• _Quoted text_:
[Begin]
'They chained me up in a room' Captured pilot describes ordeal in Somalia

THE BALTIMORE SUN

MOGADISHU, Somalia -- Enraged Somalis tried three times to kill the U.S. helicopter pilot captured by Somalian gunmen here, the pilot said in an interview yesterday at the house where he is being held hostage.

In his first interview with a foreign journalist since being captured during a fierce 15-hour battle, Chief Warrant Officer Mike Durant told the Guardian newspaper of Britain how he was dragged through city streets, writhing in agony from the severe back and leg injuries he sustained when his Black Hawk helicopter was shot down by a rocket-propelled grenade.

Fifteen U.S. soldiers died from wounds in the Sunday-to-Monday firefight during which Warrant Officer Durant was captured. Another 78 were wounded.

"I think I was dragged out of the helicopter by one of the other crew," he said. "I think everyone was alive when we crashed. As soon as we crashed there was a lot of gunfire and we were trying to protect ourselves. The shooting went on for about 20 minutes.

"I couldn't move because of my leg and back injuries," he continued. "We came down pretty hard. And I was lying right beside the aircraft, so I couldn't see anybody. I could hear one of the crew chiefs. He was hurt very bad. I could hear him moaning. I could hear him."

Lying on a bed in the district of Mogadishu where he was brought down, Warrant Officer Durant's bloodshot eyes stared blankly as he described the terror of his capture. Outside, in a sunny courtyard, a Somalian woman was hanging out wash as her children chased each other with sticks across a sun-baked concrete yard.

"We lay there on the ground beside the aircraft, and I saw people coming out of tin shacks trying to get to us," he said. "I kept shooting at them, but then I ran out of ammunition. There was a large group of people. They grouped together on the side of the aircraft, shooting. Then I heard the other crew saying, 'I'm hit.' Then the people got to me and started to hit me."

The crowd pulled off his clothes and tied a rag around his head before dragging him out onto a main street.

"They held me up in the air," Warrant Officer Durant said. "Some people would break through the crowd and hit me. But there were other people shouting at them -- it seemed as if they wanted them to stop the beating."

After 10 minutes, he was put in a truck and driven through the streets as people yelled and screamed at him. He was taken to a house and left for 30 minutes, by which time darkness had fallen.
[End]
• _Dataset content_:
[Begin]
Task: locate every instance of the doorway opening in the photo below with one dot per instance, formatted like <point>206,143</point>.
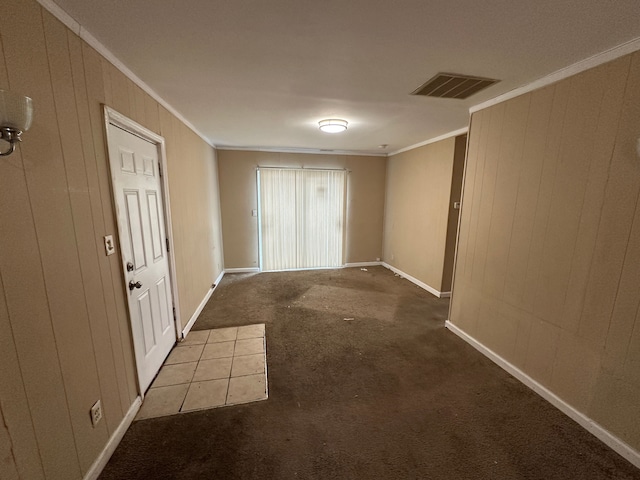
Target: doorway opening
<point>301,218</point>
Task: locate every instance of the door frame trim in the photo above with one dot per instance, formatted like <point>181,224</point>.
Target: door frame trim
<point>114,118</point>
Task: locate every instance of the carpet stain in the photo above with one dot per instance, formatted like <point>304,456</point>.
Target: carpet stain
<point>390,395</point>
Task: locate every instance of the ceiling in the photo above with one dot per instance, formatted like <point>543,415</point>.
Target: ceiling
<point>261,74</point>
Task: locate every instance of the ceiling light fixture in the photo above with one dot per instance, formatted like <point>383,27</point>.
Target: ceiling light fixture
<point>16,113</point>
<point>333,125</point>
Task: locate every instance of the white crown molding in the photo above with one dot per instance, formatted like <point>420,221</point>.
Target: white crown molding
<point>84,34</point>
<point>581,66</point>
<point>302,150</point>
<point>455,133</point>
<point>608,438</point>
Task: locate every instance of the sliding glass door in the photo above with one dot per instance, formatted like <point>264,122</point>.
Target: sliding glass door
<point>301,218</point>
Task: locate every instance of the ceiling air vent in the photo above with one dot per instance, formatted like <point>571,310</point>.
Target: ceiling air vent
<point>453,85</point>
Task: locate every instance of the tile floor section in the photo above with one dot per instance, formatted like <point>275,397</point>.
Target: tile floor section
<point>210,368</point>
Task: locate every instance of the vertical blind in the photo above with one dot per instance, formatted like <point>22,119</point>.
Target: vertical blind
<point>301,218</point>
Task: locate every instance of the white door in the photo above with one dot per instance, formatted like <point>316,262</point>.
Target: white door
<point>136,180</point>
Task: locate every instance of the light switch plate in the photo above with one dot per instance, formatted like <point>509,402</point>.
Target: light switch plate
<point>109,246</point>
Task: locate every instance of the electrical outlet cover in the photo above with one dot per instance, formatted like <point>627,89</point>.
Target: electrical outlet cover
<point>96,413</point>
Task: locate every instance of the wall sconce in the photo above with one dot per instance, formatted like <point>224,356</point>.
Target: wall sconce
<point>16,114</point>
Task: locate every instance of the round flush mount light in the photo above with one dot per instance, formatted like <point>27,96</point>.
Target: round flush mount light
<point>333,125</point>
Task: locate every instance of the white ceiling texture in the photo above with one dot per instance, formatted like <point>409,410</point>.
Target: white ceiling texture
<point>262,73</point>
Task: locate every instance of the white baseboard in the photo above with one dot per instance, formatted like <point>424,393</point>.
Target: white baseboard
<point>421,284</point>
<point>242,270</point>
<point>101,462</point>
<point>362,264</point>
<point>198,311</point>
<point>591,426</point>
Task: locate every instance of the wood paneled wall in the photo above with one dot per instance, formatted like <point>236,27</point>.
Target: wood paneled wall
<point>64,333</point>
<point>548,266</point>
<point>419,202</point>
<point>238,193</point>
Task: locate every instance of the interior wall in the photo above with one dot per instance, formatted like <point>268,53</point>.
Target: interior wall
<point>548,265</point>
<point>418,203</point>
<point>238,197</point>
<point>65,339</point>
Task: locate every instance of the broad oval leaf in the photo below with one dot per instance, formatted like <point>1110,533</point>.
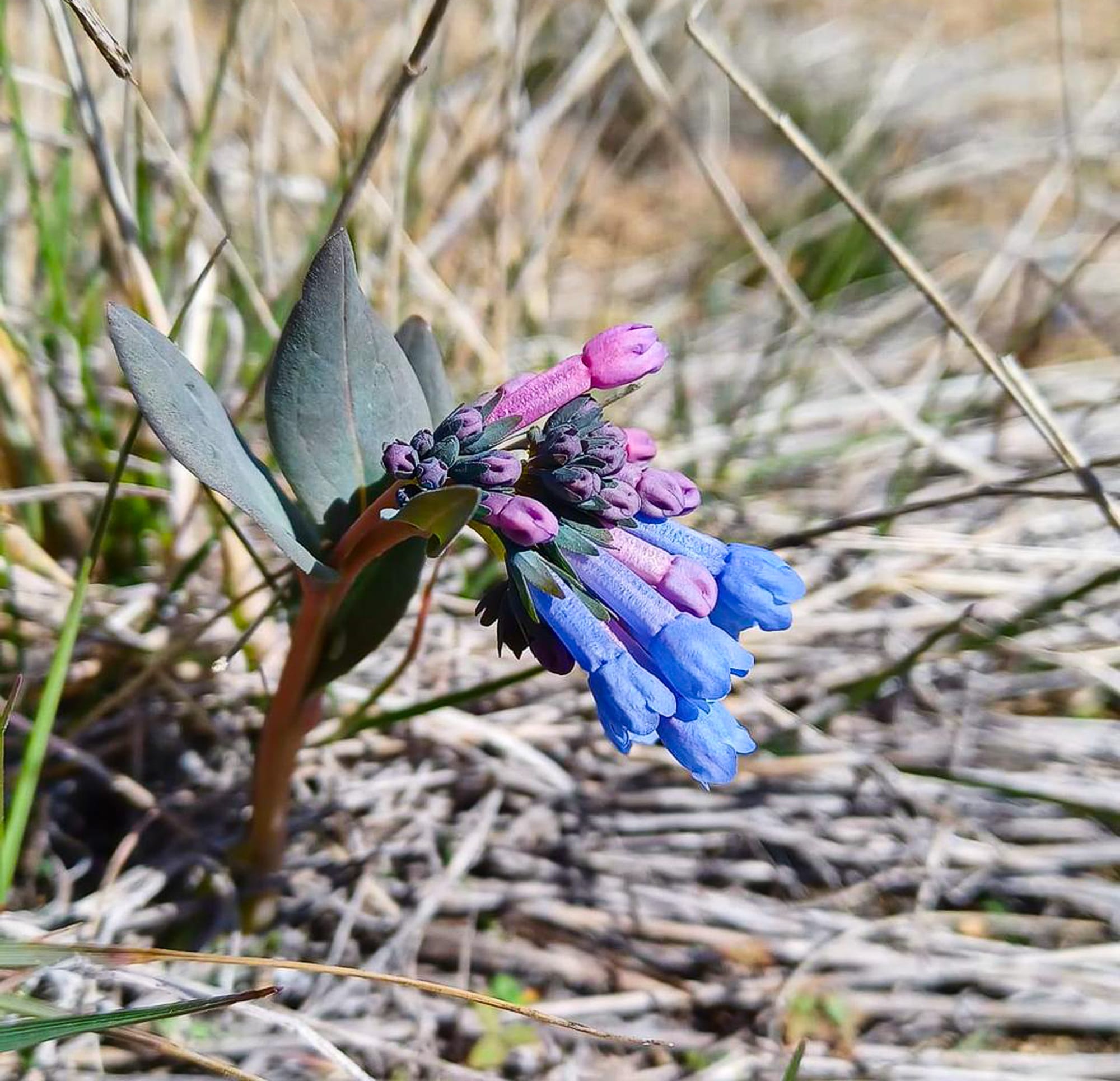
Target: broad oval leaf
<point>191,422</point>
<point>375,604</point>
<point>340,387</point>
<point>421,347</point>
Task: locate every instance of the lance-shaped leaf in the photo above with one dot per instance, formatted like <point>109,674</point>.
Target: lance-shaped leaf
<point>423,350</point>
<point>442,515</point>
<point>340,387</point>
<point>191,422</point>
<point>382,590</point>
<point>375,604</point>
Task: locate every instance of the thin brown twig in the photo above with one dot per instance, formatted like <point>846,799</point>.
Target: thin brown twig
<point>116,55</point>
<point>1012,487</point>
<point>410,72</point>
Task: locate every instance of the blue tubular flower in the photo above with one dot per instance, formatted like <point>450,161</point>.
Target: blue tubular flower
<point>710,745</point>
<point>598,576</point>
<point>755,586</point>
<point>697,659</point>
<point>631,702</point>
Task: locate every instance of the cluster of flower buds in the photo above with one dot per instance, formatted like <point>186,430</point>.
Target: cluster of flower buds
<point>599,575</point>
<point>461,451</point>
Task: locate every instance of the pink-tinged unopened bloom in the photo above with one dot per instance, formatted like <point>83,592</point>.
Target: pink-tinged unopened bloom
<point>519,519</point>
<point>690,495</point>
<point>623,355</point>
<point>661,495</point>
<point>623,501</point>
<point>683,582</point>
<point>640,445</point>
<point>612,359</point>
[End]
• _Given task 1_: In the article about the captured pilot, what brought down Durant's Black Hawk helicopter?
• _Given task 2_: Summarize the article about the captured pilot in two sentences.
• _Given task 3_: Continue the article about the captured pilot from the point where it stops.
The rows are not needed for any of this.

• _Task result 1_: A rocket-propelled grenade.

• _Task result 2_: In an interview at the Mogadishu house where he is being held hostage, Chief Warrant Officer Mike Durant said enraged Somalis tried three times to kill him after his Black Hawk helicopter was shot down during a 15-hour battle in which 15 U.S. soldiers died and 78 were wounded. Unable to move because of back and leg injuries, he ran out of ammunition before a crowd reached him, beat him, stripped him, dragged him onto a main street and later drove him by truck to a house.

• _Task result 3_:
A gunman appears

Later, the pilot was taken to a second house, where a Somali cameraman filmed him for the pictures that were shown to the world.

"They chained me up in a room," Warrant Officer Durant said. "The chain was like a dog chain, with a small lock on it. In the morning, somebody came by when I was chained up. I saw the door open and saw the barrel of a gun -- I think it was an AK-47 -- come 'round the door. I didn't see the gunman. He opened fire and then disappeared. The bullets hit the floor and I was hit by shrapnel, which I had to pull out of my arm."

That night he was unchained and then moved to another house, he said:

"As they were moving me, I thought I was going to be killed. On the way here, we stopped at roadblocks, where the people who were taking me had to explain to the gunmen what was going on. They gave me some spaghetti, and some milk, and then left me in the car for about an hour and I thought: This is it. But instead they brought me here."

Each of the three mornings Warrant Officer Durant has spent at the house he is now in, he has been visited by a doctor to look at his broken right leg, facial injuries and bullet wounds.

On a bedside table in the cool, dark room were tablets, mineral water and cotton wool.

A newspaper was folded up on the narrow bed, where he fumbled with the controls of a small radio listening to bulletins about the aftermath of the battle that brought him here.

'It's a bad situation'

"I have asked them a lot about what they intend to do with me," he said. "Initially, they said they were trying to work a deal in exchange for 24 of their people who are held. I heard on the radio that that won't happen. It's not what I want to hear, but I understand it. The SNA [warlord Mohamed Farah Aidid's Somalia National Alliance] think it's a bad situation, because I'm hurt. The SNA want to show the world that they're not barbarians.

"Everybody wants it to calm down," he said. "Too many innocent people are getting killed. People are angry because they see civilians getting killed. I don't think anyone who doesn't live here can understand what is going on here.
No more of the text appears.